WORK REQUIRED: Output the data below in full, character for character.

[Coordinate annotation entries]
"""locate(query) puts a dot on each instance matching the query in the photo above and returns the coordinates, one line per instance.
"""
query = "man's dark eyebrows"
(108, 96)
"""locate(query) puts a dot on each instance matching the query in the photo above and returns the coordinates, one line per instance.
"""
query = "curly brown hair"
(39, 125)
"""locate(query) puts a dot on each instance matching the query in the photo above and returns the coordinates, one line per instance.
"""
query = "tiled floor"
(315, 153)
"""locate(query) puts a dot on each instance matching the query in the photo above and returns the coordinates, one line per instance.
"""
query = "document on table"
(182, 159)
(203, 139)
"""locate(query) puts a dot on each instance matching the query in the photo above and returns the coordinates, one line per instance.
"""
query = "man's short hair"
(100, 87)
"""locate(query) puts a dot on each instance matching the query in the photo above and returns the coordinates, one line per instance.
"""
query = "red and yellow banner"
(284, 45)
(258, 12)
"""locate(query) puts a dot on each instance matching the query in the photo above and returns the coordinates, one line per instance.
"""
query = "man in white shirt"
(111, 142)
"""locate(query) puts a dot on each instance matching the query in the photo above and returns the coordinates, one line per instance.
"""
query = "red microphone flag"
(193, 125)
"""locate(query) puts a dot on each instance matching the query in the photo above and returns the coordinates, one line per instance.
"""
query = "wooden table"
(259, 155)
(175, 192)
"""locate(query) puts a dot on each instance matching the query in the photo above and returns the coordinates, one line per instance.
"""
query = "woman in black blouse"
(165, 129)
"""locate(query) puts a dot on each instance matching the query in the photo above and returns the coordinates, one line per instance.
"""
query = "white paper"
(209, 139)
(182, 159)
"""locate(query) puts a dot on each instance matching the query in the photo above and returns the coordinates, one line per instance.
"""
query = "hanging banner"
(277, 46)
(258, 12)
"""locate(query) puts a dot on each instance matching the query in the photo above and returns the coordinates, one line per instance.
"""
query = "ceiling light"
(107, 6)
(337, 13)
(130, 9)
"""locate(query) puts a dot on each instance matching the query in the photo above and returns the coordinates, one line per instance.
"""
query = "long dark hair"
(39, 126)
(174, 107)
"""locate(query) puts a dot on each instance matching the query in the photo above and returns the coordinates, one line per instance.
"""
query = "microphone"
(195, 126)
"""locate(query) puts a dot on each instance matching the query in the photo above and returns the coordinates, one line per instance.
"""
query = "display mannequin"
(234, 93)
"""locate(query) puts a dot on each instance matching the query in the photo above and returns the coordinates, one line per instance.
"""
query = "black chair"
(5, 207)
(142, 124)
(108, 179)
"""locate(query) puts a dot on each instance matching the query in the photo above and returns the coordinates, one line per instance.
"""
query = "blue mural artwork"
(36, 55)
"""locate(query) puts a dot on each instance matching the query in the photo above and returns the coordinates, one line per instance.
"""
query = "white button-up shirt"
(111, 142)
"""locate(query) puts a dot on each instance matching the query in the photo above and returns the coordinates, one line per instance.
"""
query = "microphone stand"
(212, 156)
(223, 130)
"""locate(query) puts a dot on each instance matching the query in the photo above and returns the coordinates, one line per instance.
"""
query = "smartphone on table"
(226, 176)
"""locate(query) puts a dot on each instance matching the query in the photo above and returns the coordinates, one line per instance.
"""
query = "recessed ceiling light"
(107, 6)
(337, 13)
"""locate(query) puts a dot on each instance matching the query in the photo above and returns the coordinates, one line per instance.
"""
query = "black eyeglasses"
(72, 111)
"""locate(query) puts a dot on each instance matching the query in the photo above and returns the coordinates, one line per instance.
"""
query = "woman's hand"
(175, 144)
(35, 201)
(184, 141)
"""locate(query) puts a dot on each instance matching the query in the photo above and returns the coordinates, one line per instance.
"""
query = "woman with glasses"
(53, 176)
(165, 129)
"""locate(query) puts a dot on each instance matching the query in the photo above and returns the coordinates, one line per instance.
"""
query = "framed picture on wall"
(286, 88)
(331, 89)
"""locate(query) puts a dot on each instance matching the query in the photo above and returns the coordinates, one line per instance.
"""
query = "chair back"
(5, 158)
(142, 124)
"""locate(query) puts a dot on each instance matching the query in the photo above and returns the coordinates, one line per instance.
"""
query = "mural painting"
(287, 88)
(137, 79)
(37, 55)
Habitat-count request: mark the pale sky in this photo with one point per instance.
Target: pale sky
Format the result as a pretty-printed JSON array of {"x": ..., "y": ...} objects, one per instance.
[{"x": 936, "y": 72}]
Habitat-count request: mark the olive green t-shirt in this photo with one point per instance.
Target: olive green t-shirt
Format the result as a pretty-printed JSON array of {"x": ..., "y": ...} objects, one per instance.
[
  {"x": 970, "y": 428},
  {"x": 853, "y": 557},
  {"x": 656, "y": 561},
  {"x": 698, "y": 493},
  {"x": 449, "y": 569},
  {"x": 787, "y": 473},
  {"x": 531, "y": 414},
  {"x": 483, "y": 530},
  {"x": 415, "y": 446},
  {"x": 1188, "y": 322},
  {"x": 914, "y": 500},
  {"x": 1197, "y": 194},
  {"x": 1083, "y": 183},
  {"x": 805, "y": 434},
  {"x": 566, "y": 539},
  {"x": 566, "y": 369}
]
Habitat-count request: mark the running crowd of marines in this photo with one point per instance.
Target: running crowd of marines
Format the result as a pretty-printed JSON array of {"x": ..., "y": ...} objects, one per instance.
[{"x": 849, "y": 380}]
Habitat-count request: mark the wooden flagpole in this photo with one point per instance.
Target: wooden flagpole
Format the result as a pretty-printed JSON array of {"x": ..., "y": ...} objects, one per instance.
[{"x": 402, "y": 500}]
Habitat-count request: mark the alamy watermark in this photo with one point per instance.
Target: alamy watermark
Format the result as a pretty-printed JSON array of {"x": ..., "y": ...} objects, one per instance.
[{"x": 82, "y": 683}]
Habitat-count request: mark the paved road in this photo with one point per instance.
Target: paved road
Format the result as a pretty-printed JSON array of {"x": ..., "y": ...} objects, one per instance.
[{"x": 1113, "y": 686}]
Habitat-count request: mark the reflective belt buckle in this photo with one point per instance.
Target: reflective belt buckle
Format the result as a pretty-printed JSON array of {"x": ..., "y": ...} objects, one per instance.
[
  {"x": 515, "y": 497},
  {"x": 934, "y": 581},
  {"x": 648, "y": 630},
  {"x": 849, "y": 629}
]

SOLUTION FOR THIS EXERCISE:
"""locate(query) puts a dot on each instance matching the query in the photo above and returns the coordinates, one line per instance.
"""
query = "man's dark eyebrows"
(108, 96)
"""locate(query) puts a dot on each instance matching the query in the photo above and returns the coordinates, one line per instance.
"""
query = "curly brown hair"
(39, 125)
"""locate(query) puts a dot on each instance matching the query in the photo above and returns the coordinates, one line per instance.
"""
query = "tiled floor"
(315, 153)
"""locate(query) puts a dot on each instance matching the query in the photo above and returns the coordinates, one line per instance.
"""
query = "document on table"
(182, 159)
(203, 139)
"""locate(query) puts a dot on each instance matching the query in the photo above and returns the coordinates, one line per instance.
"""
query = "man's short hair"
(100, 87)
"""locate(query) puts a dot on each instance matching the query in the photo above and returns the coordinates, one line per instance.
"""
query = "red and yellow banner"
(284, 45)
(258, 12)
"""locate(query) puts a dot on each instance matching the query in the photo above and returns the coordinates, one line per instance.
"""
query = "man in white shirt"
(111, 142)
"""locate(query) puts a dot on each instance matching the query in the photo above and returns the coordinates, one line per instance.
"""
query = "red microphone flag"
(193, 125)
"""locate(query) puts a dot on each instance matching the query in the photo above and returns the coordinates, one line per instance.
"""
query = "wooden table"
(259, 155)
(175, 192)
"""locate(query) puts a dot on each instance matching the query in the photo above and returns the coordinates, one line per instance.
"""
query = "woman in black blouse"
(165, 129)
"""locate(query) puts a dot on each instance matching the query in the photo above and returns the coordinates, one line per instance.
"""
query = "white paper"
(209, 139)
(182, 159)
"""locate(query) puts a dot on each instance matching the query in the photo above and returns the coordinates, one line per instance.
"""
query = "hanging banner"
(277, 46)
(258, 12)
"""locate(query) puts a dot on each instance matching the query in the photo above and returns the coordinates, one line per instance.
"""
query = "ceiling light"
(107, 6)
(337, 13)
(130, 9)
"""locate(query) puts a dot on each instance matching the query in the photo above and returns the coordinates, one line per instance.
"""
query = "long dark hair"
(39, 126)
(174, 107)
"""locate(query) puts a dot on each instance matching the query in the photo above and returns the coordinates, one line per instance.
"""
query = "microphone"
(195, 126)
"""locate(query) puts a dot on each instance matching the query in the photo above and returns the coordinates, one line per instance.
"""
query = "display mannequin"
(234, 93)
"""locate(query) puts a dot on each instance matching the query in the photo above and returns the coordinates, one line per instance.
"""
query = "black chair"
(5, 207)
(142, 124)
(108, 179)
"""locate(query) puts a dot on each instance matching the query in the photo above and returns the coordinates, one line per instance.
"""
query = "blue mural artwork"
(36, 55)
"""locate(query) puts a dot on each instance matching the query in the photo above and returns the coordinates, one line per instance.
"""
query = "white button-up shirt"
(111, 142)
"""locate(query) puts a dot on each instance matching the query in the photo above and returns the coordinates, one line per instance.
"""
query = "microphone stand"
(212, 156)
(223, 130)
"""locate(query) puts a dot on each instance matching the query in the photo above and returns the coordinates, one line per instance.
"""
query = "smartphone on table"
(226, 176)
"""locate(query) puts a dot on each instance matching the query in the photo above and returns the coordinates, one line per instance.
"""
query = "recessed ceiling light"
(107, 6)
(337, 13)
"""locate(query) puts a dot on each instance matching the query in the photo above and returns the coordinates, one line per instance.
"""
query = "black eyeglasses"
(72, 111)
"""locate(query) puts a dot on each instance matching the query in the photo above and returns the coordinates, one line per instance.
"""
query = "woman's hand"
(175, 144)
(35, 201)
(184, 141)
"""locate(query) puts a dot on each instance matching the query in the photo above and returns the coordinates, one line per instance.
"""
query = "woman with glasses"
(53, 176)
(165, 129)
"""locate(query) puts a dot on each instance matching the query in the photo above and returns the coordinates, one line per instance.
"""
query = "framed picture on wall"
(286, 88)
(331, 89)
"""locate(query) puts a dot on each instance matching the query in the photo above and returns the coordinates, one line per instance.
"""
query = "chair back"
(5, 158)
(142, 124)
"""locate(query) puts a dot on each instance matching the query in the photo above and returns the coordinates, one line per instance.
"""
query = "mural painting"
(287, 88)
(137, 79)
(37, 55)
Habitat-count request: mark the pale sky in this photo with one point per instance.
Target: pale sky
Format the result as a pretty-printed JSON array of {"x": ..., "y": ...} objects, one per instance.
[{"x": 936, "y": 72}]
Habitat-count request: mark the olive green t-shirt in this photo with one point per instance.
Target: olive green t-shirt
Format the result as a pretty-printed JSON array of {"x": ..., "y": ...} objects, one per instance.
[
  {"x": 970, "y": 428},
  {"x": 853, "y": 557},
  {"x": 656, "y": 561},
  {"x": 698, "y": 493},
  {"x": 449, "y": 569},
  {"x": 787, "y": 473},
  {"x": 531, "y": 414},
  {"x": 483, "y": 530},
  {"x": 415, "y": 446},
  {"x": 1188, "y": 322},
  {"x": 914, "y": 500},
  {"x": 1197, "y": 194},
  {"x": 1083, "y": 183},
  {"x": 805, "y": 434},
  {"x": 566, "y": 539},
  {"x": 566, "y": 369}
]
Habitat-count request: mark the running crowd of marines in this photo with one point per instance.
Target: running crowd of marines
Format the result as a pretty-printed JSON array of {"x": ..., "y": ...} objects, one per instance.
[{"x": 849, "y": 380}]
Habitat-count request: mark the wooden flagpole in this photo with one point per instance.
Target: wooden flagpole
Format the result as a pretty-printed JSON array of {"x": ..., "y": ...} objects, one per instance.
[{"x": 402, "y": 500}]
Habitat-count request: mark the alamy watermark in this photo with one point per instance.
Target: alamy watermark
Format the result as a pretty-printed JSON array of {"x": ..., "y": ...} objects, one per instance.
[{"x": 82, "y": 683}]
Habitat-count request: mark the paved road in this photo with one point per instance.
Target: paved road
Format the result as a pretty-printed JSON array of {"x": ..., "y": ...} objects, one per instance.
[{"x": 1113, "y": 686}]
Habitat-count request: mark the reflective belt buckle in this photo with one point per instance.
Target: reflective belt buckle
Format the result as a pretty-printed JSON array of {"x": ..., "y": ...} objects, one per instance.
[
  {"x": 515, "y": 497},
  {"x": 934, "y": 581},
  {"x": 648, "y": 630},
  {"x": 849, "y": 629}
]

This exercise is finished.